▸ **What you need to do**
In the records below, find each line that holds "tree" and return it.
*** Given records Section Begins ***
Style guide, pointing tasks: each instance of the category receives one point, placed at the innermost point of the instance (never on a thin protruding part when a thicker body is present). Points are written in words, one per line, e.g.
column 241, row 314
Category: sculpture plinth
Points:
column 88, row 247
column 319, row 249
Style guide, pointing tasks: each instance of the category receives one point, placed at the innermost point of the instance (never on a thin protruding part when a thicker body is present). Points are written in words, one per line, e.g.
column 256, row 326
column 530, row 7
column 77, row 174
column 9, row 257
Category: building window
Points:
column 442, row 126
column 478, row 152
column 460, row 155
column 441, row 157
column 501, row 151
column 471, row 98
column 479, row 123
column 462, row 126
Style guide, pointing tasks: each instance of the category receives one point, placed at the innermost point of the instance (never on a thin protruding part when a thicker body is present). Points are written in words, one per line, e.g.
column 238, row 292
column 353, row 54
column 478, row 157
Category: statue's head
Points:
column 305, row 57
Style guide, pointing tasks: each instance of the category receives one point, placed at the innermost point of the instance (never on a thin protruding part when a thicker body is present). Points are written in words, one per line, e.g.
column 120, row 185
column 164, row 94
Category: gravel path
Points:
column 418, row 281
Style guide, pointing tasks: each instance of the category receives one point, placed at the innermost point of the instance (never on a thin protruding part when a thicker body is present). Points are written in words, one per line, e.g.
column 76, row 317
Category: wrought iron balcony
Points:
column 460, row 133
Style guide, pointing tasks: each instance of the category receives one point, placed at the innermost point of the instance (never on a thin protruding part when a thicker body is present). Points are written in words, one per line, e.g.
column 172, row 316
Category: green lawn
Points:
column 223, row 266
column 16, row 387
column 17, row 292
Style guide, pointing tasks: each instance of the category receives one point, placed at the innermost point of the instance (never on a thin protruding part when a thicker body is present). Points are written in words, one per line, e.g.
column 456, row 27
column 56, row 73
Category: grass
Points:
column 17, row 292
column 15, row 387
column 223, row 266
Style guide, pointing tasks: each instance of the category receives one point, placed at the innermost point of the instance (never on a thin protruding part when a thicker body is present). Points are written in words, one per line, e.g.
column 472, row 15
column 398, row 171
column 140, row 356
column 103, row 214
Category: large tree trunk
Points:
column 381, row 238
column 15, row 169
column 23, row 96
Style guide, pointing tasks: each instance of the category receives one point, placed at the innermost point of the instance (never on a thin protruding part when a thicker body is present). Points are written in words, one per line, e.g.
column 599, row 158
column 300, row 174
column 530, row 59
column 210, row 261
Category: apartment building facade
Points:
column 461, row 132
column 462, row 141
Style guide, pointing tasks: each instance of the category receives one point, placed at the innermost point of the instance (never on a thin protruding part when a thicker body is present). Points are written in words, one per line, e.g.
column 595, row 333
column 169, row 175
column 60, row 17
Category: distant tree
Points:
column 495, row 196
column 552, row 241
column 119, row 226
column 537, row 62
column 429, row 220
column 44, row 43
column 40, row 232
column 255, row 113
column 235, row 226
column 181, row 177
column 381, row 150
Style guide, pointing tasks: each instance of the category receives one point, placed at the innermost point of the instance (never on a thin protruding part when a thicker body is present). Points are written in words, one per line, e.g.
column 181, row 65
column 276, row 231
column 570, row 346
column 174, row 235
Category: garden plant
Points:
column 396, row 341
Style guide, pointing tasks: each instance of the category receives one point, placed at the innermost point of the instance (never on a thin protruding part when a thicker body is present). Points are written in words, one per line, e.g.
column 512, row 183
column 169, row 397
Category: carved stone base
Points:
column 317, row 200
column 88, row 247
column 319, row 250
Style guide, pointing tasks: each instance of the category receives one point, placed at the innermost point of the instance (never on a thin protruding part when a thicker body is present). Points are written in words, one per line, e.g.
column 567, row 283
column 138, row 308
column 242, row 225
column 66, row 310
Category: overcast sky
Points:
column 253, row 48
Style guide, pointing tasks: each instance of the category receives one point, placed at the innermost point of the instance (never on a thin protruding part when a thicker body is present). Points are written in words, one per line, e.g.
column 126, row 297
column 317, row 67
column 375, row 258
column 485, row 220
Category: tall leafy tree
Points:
*** Given records Section Ends ***
▸ **Solution to this exercise**
Category: large tree trunk
Category: distant tree
Category: tall leafy tree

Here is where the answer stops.